▸ **WORK REQUEST**:
List each line in the records that contains the word "only".

▸ **EXERCISE INPUT**:
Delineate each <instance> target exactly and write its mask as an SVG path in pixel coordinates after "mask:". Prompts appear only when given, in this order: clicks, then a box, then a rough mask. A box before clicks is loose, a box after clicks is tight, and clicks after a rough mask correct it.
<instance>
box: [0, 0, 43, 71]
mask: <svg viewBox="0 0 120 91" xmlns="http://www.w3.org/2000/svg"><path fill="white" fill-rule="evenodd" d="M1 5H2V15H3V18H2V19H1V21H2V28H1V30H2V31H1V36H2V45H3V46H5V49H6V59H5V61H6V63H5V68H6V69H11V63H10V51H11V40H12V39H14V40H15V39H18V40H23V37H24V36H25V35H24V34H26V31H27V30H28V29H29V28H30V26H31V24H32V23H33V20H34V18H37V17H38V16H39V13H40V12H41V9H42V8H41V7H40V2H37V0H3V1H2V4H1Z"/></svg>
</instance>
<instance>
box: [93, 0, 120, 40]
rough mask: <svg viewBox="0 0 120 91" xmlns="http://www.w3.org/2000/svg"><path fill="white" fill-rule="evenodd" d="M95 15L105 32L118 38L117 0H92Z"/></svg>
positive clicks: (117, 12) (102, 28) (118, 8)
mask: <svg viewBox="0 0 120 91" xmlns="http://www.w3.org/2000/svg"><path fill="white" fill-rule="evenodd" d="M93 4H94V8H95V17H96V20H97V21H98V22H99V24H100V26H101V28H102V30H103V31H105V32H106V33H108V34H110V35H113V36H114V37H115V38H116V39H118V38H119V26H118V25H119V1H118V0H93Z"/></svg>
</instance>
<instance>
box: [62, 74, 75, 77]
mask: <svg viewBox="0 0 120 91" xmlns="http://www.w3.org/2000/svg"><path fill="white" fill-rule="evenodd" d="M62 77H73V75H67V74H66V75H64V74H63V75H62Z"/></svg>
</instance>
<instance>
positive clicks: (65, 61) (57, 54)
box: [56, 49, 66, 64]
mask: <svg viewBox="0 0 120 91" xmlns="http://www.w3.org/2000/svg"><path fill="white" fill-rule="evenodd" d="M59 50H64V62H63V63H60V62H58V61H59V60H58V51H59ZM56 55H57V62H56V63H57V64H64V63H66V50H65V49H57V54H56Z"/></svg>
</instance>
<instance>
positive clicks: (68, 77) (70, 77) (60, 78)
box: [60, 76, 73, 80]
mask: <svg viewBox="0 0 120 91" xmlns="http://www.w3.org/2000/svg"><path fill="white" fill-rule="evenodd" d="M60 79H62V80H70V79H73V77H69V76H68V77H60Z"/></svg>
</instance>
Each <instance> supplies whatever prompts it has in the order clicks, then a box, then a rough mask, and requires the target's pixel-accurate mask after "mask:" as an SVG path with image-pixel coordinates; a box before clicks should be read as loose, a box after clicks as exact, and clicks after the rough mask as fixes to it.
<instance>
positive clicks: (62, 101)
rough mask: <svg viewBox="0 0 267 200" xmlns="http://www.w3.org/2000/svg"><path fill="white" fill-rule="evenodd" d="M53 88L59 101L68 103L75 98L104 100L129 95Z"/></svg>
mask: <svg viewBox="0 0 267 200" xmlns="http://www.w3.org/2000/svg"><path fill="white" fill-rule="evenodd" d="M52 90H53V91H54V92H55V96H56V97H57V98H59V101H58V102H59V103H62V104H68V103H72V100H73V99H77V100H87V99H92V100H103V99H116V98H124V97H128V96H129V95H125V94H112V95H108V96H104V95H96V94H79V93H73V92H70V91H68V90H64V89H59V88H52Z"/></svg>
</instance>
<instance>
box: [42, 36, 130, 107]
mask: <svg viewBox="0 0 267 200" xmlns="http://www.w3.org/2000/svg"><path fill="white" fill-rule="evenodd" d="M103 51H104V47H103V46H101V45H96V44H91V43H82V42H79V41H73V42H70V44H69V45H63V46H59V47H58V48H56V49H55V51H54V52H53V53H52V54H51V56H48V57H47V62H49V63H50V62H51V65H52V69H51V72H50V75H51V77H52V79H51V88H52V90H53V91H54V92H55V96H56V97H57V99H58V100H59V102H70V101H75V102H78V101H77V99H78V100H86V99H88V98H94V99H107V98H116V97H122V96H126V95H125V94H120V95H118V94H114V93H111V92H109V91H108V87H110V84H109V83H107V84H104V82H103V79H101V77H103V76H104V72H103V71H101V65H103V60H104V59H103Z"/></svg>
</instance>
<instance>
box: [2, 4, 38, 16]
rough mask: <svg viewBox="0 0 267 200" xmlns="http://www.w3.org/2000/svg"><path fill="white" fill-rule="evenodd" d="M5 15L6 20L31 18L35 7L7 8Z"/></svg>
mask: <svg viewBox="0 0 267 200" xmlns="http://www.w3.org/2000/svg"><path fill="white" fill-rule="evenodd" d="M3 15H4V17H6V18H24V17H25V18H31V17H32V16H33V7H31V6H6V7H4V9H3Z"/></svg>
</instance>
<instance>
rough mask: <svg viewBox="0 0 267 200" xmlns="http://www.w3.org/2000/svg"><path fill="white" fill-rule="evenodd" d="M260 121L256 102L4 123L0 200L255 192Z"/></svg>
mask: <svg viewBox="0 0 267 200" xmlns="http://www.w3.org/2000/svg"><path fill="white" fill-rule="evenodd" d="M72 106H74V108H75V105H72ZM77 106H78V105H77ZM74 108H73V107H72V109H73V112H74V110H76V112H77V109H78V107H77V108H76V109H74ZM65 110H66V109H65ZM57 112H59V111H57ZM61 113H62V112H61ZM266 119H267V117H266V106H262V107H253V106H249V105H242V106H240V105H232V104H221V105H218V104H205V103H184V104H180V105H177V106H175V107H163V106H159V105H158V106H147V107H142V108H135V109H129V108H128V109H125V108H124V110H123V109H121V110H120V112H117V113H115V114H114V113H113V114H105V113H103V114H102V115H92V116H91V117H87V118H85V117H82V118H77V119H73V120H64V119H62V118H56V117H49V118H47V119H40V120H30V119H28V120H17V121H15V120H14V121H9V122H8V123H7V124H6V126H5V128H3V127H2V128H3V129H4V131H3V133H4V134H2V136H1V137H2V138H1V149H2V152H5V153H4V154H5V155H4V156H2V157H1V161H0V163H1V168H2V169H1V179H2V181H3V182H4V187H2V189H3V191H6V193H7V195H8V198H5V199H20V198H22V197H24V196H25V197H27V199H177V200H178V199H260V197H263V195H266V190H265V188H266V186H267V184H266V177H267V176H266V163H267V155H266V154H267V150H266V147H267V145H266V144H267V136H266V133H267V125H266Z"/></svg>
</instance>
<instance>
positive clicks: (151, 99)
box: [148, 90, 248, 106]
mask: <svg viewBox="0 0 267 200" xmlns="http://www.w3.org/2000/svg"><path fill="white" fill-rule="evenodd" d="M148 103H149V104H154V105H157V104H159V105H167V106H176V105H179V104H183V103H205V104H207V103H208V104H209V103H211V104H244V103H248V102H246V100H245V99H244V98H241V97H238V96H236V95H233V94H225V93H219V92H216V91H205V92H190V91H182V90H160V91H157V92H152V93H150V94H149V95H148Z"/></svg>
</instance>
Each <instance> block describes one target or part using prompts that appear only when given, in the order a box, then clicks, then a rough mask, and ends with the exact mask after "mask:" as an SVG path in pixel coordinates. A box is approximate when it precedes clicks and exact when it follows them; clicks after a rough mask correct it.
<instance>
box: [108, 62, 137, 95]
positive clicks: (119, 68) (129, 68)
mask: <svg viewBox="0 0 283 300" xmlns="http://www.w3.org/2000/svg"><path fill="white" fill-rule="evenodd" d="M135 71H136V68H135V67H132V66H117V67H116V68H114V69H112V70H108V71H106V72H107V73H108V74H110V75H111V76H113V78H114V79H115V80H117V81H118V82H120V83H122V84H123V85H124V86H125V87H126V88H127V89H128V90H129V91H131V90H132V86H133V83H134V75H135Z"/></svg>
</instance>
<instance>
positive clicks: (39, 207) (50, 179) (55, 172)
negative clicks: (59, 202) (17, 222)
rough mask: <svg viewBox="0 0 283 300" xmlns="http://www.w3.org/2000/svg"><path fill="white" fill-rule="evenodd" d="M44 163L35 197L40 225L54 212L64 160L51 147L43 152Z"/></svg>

* * *

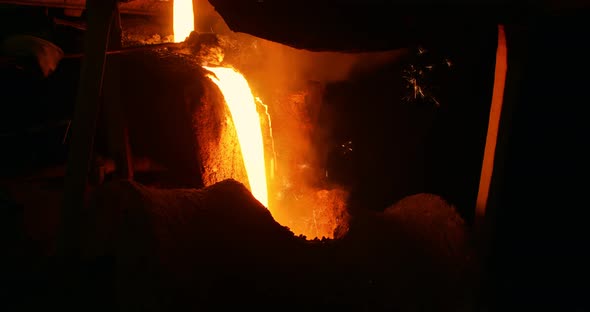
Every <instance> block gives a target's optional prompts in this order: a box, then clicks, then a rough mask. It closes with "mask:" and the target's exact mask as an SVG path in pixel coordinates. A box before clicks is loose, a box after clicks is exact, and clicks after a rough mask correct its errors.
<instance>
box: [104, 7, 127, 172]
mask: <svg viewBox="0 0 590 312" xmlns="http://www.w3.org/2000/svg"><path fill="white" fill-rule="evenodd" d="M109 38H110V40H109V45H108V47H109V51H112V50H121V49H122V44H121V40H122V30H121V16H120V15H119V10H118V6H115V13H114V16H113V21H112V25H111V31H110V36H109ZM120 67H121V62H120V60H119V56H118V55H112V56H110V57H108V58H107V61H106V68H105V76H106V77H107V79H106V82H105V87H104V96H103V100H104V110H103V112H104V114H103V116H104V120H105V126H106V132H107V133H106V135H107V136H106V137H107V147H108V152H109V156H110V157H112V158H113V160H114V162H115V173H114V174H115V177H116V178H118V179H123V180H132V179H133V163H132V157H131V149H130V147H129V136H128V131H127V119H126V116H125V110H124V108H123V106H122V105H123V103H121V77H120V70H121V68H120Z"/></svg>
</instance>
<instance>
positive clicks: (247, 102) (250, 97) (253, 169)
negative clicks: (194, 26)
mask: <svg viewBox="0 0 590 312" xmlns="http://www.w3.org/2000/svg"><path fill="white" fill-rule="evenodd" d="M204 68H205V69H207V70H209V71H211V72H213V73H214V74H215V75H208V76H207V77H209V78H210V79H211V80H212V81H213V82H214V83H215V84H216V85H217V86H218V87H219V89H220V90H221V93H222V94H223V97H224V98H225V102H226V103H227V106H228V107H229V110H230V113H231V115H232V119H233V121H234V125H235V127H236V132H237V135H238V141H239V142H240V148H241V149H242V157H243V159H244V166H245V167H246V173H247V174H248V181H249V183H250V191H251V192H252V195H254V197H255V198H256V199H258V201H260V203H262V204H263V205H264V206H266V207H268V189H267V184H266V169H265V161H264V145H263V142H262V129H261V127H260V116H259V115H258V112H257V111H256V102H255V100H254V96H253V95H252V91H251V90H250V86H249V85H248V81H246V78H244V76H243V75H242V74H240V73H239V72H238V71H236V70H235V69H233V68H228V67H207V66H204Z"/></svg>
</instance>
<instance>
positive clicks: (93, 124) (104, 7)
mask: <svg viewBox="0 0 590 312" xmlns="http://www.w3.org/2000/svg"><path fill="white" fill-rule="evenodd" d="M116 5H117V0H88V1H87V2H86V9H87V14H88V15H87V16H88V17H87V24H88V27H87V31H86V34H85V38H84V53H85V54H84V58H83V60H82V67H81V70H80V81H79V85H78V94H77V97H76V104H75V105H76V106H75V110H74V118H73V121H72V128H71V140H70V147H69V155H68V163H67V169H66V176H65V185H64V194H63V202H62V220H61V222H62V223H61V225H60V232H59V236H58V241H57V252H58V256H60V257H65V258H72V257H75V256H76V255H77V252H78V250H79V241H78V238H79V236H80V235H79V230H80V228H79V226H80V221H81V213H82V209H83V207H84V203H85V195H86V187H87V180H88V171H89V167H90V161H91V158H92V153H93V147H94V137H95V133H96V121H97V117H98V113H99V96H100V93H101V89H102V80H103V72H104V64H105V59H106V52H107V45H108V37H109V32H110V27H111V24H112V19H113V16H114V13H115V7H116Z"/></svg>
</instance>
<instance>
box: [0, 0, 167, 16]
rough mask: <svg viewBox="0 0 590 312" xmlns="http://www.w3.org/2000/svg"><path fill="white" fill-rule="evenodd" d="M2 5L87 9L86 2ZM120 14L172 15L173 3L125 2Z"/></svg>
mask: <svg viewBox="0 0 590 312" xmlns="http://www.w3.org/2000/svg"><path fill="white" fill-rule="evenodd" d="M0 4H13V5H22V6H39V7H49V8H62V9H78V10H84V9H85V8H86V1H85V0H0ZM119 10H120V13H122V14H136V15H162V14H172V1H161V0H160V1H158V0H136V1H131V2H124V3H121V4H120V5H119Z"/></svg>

▸ **ANSWER FOR THIS EXERCISE**:
Delineate each <instance> target exactly and write its mask as an SVG path in pixel coordinates after "mask:". Prompts appear only when given, in this order: clicks, then a box, then a rough mask. A box before clicks is loose, a box after clicks is tight, and clicks after a rough mask correct it.
Each <instance> block describes one target or part using prompts that appear only when given, in the order a box, then clicks, then a rough mask, and ends with the exact mask after "mask:" as an SVG path in pixel coordinates. A box is approximate when it precedes clicks and exact when it follows them; clicks after a rough mask correct it.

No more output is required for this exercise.